INPUT
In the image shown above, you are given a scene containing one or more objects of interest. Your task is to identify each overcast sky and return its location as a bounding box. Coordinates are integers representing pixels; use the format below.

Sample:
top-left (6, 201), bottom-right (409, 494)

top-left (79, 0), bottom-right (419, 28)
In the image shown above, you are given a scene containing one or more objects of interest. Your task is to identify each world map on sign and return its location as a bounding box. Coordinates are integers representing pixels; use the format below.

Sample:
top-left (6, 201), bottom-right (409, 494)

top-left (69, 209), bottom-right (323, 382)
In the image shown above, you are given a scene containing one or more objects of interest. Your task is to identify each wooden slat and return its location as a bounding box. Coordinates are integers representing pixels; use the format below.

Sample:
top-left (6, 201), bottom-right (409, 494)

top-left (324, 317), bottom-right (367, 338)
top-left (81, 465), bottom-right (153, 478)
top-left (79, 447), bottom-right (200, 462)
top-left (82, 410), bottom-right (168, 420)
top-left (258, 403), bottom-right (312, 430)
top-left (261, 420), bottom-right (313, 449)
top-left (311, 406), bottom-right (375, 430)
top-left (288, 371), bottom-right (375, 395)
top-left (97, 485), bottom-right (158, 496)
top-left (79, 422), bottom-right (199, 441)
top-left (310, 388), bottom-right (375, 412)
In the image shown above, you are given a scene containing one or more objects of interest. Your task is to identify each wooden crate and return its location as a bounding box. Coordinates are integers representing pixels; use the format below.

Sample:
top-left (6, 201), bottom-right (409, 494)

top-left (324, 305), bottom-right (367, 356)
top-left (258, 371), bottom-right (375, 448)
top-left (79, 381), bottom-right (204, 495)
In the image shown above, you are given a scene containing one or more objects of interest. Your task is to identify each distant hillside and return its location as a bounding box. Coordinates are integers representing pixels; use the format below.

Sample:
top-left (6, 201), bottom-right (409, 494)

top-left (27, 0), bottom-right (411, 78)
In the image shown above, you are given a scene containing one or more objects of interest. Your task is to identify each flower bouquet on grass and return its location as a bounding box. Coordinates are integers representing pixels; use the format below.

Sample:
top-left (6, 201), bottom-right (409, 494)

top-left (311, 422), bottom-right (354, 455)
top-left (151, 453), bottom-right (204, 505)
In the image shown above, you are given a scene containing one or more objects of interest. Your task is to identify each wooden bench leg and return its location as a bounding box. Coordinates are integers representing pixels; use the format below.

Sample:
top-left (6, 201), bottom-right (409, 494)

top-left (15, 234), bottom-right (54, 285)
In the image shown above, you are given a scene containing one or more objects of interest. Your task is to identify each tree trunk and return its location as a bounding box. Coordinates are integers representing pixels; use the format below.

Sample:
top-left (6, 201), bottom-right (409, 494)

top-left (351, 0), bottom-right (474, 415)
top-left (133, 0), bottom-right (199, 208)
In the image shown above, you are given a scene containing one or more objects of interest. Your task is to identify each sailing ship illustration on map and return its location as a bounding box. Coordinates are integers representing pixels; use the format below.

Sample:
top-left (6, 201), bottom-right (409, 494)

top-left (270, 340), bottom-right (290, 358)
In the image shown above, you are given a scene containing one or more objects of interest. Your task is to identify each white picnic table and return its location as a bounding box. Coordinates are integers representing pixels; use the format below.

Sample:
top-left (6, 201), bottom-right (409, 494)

SHORT TASK
Copy out all of the rows above verbatim, changing nothing.

SOLUTION TO THIS PROBLEM
In the image shown above, you are given a scene containing one or more objects of interest. Your task is to identify each overcast sky and return its location as a bounding box. Coordinates are integers representing pixels; use the format below.

Sample:
top-left (6, 201), bottom-right (409, 494)

top-left (79, 0), bottom-right (419, 28)
In the image shown above, you are given a scene containing one or more objects of interest. Your task is to identify each world map on sign and return its location as a bounding box. Coordinates are integers representing pixels; use the format below.

Sample:
top-left (6, 201), bottom-right (409, 494)

top-left (69, 209), bottom-right (323, 382)
In the image shown above, you are given a scene containing one or more objects of interest. Your task is to identify each wooden slat and return its location as a bounding box. Coordinates are integers representing pixels; use the format below.

Sample:
top-left (6, 201), bottom-right (409, 494)

top-left (324, 317), bottom-right (367, 338)
top-left (81, 465), bottom-right (153, 478)
top-left (79, 447), bottom-right (200, 462)
top-left (82, 410), bottom-right (168, 420)
top-left (258, 403), bottom-right (312, 430)
top-left (261, 420), bottom-right (313, 449)
top-left (311, 406), bottom-right (375, 430)
top-left (288, 371), bottom-right (375, 395)
top-left (97, 485), bottom-right (158, 496)
top-left (79, 422), bottom-right (199, 441)
top-left (310, 388), bottom-right (375, 412)
In the image shown above, you are given a scene containing one or more objects of interest. Your task is to identify each wooden crate and return its location as a bounding box. Coordinates are integers representing pixels; use the format below.

Sample:
top-left (6, 201), bottom-right (409, 494)

top-left (324, 305), bottom-right (367, 356)
top-left (258, 371), bottom-right (375, 448)
top-left (79, 381), bottom-right (204, 495)
In the image shown above, you are given a scene containing one or more objects of interest. Your task is to identify each distant hillside and return its location as a bounding box. Coordinates are integers representing pixels; use the format below.

Sample:
top-left (6, 201), bottom-right (409, 494)

top-left (27, 0), bottom-right (411, 78)
In the image shown above, you are given a scene containing one or more objects of interest. Your task is to identify each flower bouquet on grass and return its location as a bounding box. Coordinates are integers representing pixels; use the format below.

Sample:
top-left (6, 201), bottom-right (409, 494)

top-left (311, 422), bottom-right (354, 455)
top-left (151, 453), bottom-right (204, 505)
In the image shown above, you are given a scene containing one or more objects of interest. Your task is to identify each wooden bench leg and return its location as a bounding box. Coordinates are integers representing pixels; use the format below.

Sample:
top-left (6, 201), bottom-right (409, 494)

top-left (15, 234), bottom-right (54, 285)
In the image shown above, you are given a scene containing one or more objects of interest. Your task is to identify each tree trunk and return its location as a bounding box. Coordinates are integers representing pixels; use the format below.

Sample:
top-left (6, 201), bottom-right (409, 494)

top-left (351, 0), bottom-right (474, 415)
top-left (133, 0), bottom-right (199, 208)
In the image shown above, you are given a scene containing one or more objects of interest. Your task is to identify each sailing ship illustration on map and return its location as a bounding box. Coordinates are integers representing pixels; use the format below.

Sample:
top-left (6, 201), bottom-right (409, 494)

top-left (270, 340), bottom-right (290, 358)
In the image shown above, you are given a scene containing one or more objects of interest. Your task is to identify each white picnic table and return its location as a bounding box. Coordinates are integers representing pixels; use the format below.

Sample:
top-left (6, 201), bottom-right (409, 494)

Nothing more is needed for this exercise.